(Aim 1): Reproduce the article about the Orono Bog Boardwalk word for word, from its headline to its last sentence.

(Reading text):

+ + + +

Volunteers race to replace decaying Orono Bog Boardwalk

Posted May 15, 2013, at 12:28 p.m.
Last modified May 15, 2013, at 3:19 p.m.

Walking along the Orono Bog Boardwalk this spring, you’ll view a sea of unfurling fiddleheads and bright green skunk cabbage that smells just as you’d imagine. As you walk to the center of the bog, alien-like pitcher plants emerge from the peat moss, at times hidden under the pink buds of bog rosemary and white tufts of cotton grass. With all there is to see, you may overlook the yellow tape that volunteers have tied here and there, marking where the wood of the boardwalk is being weakened by fungus and carpenter ants.

“The boardwalk is in its eleventh year now, and it’s getting into pretty bad shape,” said Orono Bog Boardwalk founder Ron Davis. “We have a repair crew out here almost every day now — for part of the day — and we can’t keep that up.”

+ + + +

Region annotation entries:
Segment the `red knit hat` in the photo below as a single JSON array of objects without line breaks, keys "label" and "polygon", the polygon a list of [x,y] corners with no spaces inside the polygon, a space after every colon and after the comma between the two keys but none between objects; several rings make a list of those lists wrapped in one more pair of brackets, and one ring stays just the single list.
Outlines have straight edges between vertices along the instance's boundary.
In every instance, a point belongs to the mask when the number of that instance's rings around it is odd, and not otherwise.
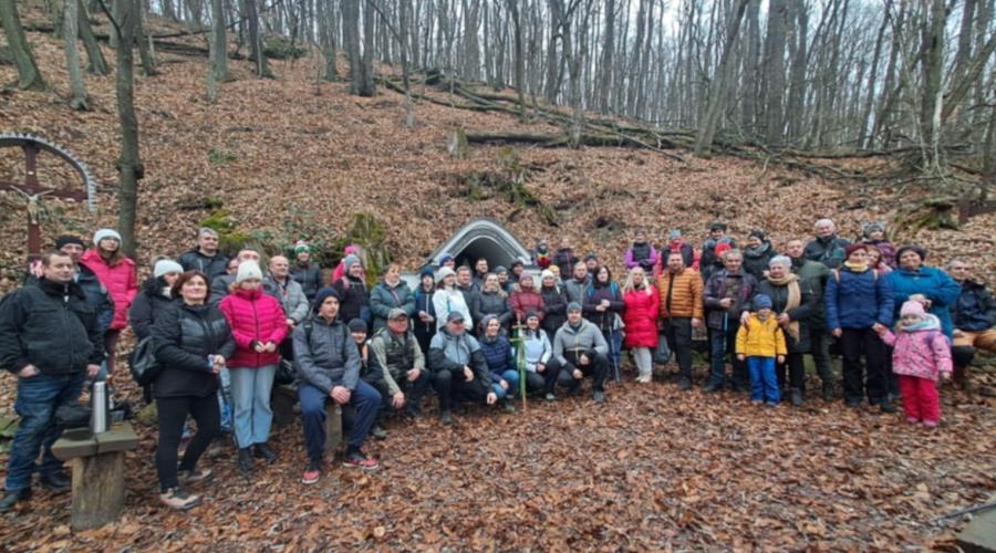
[{"label": "red knit hat", "polygon": [[864,253],[868,253],[868,246],[864,246],[863,243],[852,243],[851,246],[848,246],[848,248],[844,250],[844,253],[848,258],[850,258],[851,253],[854,253],[858,250],[864,250]]}]

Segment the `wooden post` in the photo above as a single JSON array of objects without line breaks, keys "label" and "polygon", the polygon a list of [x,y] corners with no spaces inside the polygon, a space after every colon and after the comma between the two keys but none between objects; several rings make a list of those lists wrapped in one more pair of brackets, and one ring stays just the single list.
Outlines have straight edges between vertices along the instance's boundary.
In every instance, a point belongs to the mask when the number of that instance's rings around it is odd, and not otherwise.
[{"label": "wooden post", "polygon": [[124,451],[73,459],[74,531],[114,522],[124,510]]}]

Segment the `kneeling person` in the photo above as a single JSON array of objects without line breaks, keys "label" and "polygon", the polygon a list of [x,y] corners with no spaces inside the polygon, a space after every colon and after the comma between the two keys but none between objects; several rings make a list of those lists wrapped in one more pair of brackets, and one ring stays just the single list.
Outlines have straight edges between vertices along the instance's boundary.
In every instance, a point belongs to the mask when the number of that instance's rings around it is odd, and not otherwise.
[{"label": "kneeling person", "polygon": [[609,344],[602,331],[581,317],[581,304],[568,305],[568,321],[553,337],[553,359],[560,366],[558,379],[571,392],[581,387],[581,379],[591,376],[592,398],[605,398],[605,375],[609,373]]},{"label": "kneeling person", "polygon": [[377,388],[385,406],[404,409],[407,415],[417,417],[422,413],[429,374],[403,309],[392,309],[387,314],[387,326],[370,340],[370,365],[372,369],[381,371]]},{"label": "kneeling person", "polygon": [[439,418],[444,425],[453,424],[450,408],[455,401],[498,401],[491,389],[491,375],[480,351],[480,344],[464,328],[464,315],[450,311],[446,326],[429,343],[429,367],[433,371],[433,388],[439,396]]},{"label": "kneeling person", "polygon": [[325,447],[325,401],[356,410],[344,465],[375,469],[361,449],[381,407],[381,394],[360,379],[360,351],[339,315],[339,292],[323,288],[314,299],[314,316],[294,331],[301,418],[308,447],[308,468],[301,481],[314,483],[320,476]]}]

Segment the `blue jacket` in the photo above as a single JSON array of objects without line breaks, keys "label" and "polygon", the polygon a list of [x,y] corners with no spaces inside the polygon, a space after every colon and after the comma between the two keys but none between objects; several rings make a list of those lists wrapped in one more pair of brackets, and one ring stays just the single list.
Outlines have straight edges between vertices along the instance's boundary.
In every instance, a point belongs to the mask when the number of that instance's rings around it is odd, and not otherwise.
[{"label": "blue jacket", "polygon": [[830,331],[870,328],[875,323],[892,326],[892,288],[872,270],[834,270],[827,279],[823,302]]},{"label": "blue jacket", "polygon": [[896,316],[911,295],[923,294],[931,301],[931,309],[927,312],[937,315],[941,320],[941,330],[947,340],[951,340],[954,332],[951,309],[957,303],[962,286],[950,274],[936,267],[921,267],[916,271],[900,268],[883,278],[892,289]]}]

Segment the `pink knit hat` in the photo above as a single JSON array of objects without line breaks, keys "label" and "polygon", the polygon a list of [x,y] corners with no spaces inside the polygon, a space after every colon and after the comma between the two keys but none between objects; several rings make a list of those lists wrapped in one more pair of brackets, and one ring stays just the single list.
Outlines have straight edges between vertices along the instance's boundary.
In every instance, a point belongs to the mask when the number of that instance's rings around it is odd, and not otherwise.
[{"label": "pink knit hat", "polygon": [[923,311],[923,304],[920,302],[905,302],[903,309],[900,310],[900,316],[905,315],[916,315],[923,319],[926,316],[926,312]]}]

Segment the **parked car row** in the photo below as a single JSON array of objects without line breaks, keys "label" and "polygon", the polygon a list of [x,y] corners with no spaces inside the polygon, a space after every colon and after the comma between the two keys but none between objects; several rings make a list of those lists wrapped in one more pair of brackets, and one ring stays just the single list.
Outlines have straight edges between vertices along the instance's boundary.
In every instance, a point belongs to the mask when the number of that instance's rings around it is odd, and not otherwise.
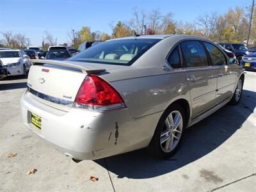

+ + + +

(Aim 2): Report every line in the entries that contains the word "jacket", copying each line in full. Case counts.

(Solution 1):
Volunteers race to replace decaying Orono Bog Boardwalk

Posted May 15, 2013, at 12:28 p.m.
Last modified May 15, 2013, at 3:19 p.m.

Walking along the Orono Bog Boardwalk this spring, you’ll view a sea of unfurling fiddleheads and bright green skunk cabbage that smells just as you’d imagine. As you walk to the center of the bog, alien-like pitcher plants emerge from the peat moss, at times hidden under the pink buds of bog rosemary and white tufts of cotton grass. With all there is to see, you may overlook the yellow tape that volunteers have tied here and there, marking where the wood of the boardwalk is being weakened by fungus and carpenter ants.

“The boardwalk is in its eleventh year now, and it’s getting into pretty bad shape,” said Orono Bog Boardwalk founder Ron Davis. “We have a repair crew out here almost every day now — for part of the day — and we can’t keep that up.”

(Solution 2):
Segment the `blue jacket` in the photo above as a single JSON array of objects without line breaks, keys "label" and "polygon", the polygon a list of [x,y] corners with no spaces inside the polygon, a space after every colon and after the comma between the two keys but none between objects; several rings make a list of those lists wrapped in one more pair of brackets, and one ring stays just the single list.
[{"label": "blue jacket", "polygon": [[830,331],[870,328],[875,323],[892,326],[892,288],[872,270],[834,270],[827,279],[823,302]]},{"label": "blue jacket", "polygon": [[896,316],[911,295],[923,294],[931,301],[931,309],[927,312],[937,315],[941,320],[941,330],[947,340],[951,340],[954,332],[951,309],[957,303],[962,286],[950,274],[936,267],[921,267],[916,271],[900,268],[883,278],[892,289]]}]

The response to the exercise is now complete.